**JOB:** Keep only the lines of the records below that contain the word "switch", copying each of them in full.

**RECORDS SUPPLIED:**

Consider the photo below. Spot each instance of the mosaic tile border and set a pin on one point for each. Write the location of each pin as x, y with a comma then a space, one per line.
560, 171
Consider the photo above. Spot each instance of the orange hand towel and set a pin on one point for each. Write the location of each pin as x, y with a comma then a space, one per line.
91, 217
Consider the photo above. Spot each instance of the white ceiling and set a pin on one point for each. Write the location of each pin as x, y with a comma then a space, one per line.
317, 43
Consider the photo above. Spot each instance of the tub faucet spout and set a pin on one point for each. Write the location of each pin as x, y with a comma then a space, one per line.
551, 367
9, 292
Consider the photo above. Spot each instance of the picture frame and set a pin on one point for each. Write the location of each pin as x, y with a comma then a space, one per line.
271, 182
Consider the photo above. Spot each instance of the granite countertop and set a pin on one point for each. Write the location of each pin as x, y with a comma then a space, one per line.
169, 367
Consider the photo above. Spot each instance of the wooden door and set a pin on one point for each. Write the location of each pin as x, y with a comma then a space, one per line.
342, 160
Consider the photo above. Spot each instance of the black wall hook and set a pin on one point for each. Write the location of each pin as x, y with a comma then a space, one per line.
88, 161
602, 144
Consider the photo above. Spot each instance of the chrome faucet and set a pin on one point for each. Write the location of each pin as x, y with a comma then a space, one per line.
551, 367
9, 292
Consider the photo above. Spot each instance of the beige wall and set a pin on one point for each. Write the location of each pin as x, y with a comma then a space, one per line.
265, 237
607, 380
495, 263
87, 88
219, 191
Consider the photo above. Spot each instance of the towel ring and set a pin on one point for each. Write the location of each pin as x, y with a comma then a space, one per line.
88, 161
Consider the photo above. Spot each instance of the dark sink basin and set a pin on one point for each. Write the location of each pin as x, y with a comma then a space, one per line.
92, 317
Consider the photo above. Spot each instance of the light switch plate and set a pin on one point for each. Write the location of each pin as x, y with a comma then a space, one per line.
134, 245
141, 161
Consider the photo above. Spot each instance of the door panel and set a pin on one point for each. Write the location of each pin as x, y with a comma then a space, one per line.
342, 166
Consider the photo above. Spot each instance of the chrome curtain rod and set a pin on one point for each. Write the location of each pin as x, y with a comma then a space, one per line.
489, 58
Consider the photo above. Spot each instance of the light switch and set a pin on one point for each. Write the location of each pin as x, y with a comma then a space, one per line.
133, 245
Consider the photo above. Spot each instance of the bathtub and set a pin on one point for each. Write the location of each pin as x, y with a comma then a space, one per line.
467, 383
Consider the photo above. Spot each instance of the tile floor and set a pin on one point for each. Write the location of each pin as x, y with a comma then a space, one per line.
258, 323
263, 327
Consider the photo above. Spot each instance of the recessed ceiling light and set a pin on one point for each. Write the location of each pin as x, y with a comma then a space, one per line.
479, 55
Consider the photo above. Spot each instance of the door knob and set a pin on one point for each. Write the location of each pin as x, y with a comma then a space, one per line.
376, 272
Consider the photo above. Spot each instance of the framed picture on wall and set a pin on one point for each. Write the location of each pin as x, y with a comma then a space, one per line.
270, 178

---

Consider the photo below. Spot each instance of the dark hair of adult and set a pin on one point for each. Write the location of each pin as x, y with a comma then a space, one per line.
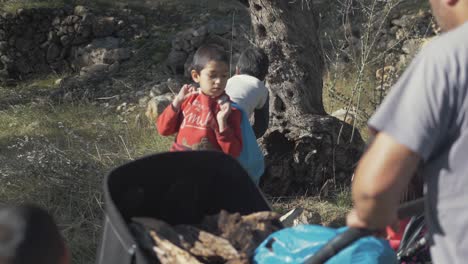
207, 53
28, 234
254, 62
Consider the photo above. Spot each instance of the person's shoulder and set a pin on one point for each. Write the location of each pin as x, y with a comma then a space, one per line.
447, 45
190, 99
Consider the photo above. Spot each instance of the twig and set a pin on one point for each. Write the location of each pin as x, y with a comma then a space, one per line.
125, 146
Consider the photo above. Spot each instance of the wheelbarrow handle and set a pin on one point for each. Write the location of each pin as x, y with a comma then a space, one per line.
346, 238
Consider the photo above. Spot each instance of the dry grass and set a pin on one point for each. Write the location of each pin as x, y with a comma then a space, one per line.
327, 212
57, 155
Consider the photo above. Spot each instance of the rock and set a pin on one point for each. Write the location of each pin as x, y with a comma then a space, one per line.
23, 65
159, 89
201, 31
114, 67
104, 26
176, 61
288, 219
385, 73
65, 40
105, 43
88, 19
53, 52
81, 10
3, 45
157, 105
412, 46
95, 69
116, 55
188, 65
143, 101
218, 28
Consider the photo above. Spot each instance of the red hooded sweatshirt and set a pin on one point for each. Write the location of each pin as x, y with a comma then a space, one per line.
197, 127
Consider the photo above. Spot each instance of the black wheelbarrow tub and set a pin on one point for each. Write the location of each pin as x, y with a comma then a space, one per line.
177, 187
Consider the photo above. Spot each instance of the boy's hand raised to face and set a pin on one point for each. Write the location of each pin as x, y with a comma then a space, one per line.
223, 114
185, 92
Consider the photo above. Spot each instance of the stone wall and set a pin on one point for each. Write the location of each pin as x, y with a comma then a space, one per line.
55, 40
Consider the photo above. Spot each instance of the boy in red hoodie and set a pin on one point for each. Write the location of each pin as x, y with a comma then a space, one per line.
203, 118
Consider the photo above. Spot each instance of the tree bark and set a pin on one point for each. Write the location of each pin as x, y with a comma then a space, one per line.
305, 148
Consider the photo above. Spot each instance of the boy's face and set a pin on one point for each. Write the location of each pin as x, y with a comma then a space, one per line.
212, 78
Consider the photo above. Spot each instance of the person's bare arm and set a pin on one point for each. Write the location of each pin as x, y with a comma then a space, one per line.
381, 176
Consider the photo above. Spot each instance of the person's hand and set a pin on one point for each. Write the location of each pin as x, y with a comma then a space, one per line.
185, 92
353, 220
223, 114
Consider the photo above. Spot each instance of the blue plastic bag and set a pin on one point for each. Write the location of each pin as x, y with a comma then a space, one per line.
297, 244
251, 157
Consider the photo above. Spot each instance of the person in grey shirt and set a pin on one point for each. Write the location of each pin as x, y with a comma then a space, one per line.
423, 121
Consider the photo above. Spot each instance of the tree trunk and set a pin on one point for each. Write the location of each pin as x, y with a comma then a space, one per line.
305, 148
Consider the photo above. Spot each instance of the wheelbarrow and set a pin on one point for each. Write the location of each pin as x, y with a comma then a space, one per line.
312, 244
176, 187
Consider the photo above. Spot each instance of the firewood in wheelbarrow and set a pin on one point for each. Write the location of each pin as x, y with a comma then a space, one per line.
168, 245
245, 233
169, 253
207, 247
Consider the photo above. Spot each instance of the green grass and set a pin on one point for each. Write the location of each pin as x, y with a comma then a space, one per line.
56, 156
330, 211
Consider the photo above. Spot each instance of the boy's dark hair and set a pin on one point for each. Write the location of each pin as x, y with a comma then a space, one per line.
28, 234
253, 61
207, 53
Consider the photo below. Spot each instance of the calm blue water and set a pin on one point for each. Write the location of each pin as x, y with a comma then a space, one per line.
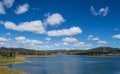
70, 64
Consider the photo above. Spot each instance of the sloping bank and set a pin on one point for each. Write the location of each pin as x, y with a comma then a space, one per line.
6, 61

**FINAL RESULT:**
Consider the photo above. Spot each instance of the light switch plate and set a pin on one point for each. Write the location of each pin as x, y with a comma then a space, one per line.
Consider the photo above. Spot each instance of the light switch and set a pin on one point for each. Write the location of each pin as x, y with a comma then a space, one per line.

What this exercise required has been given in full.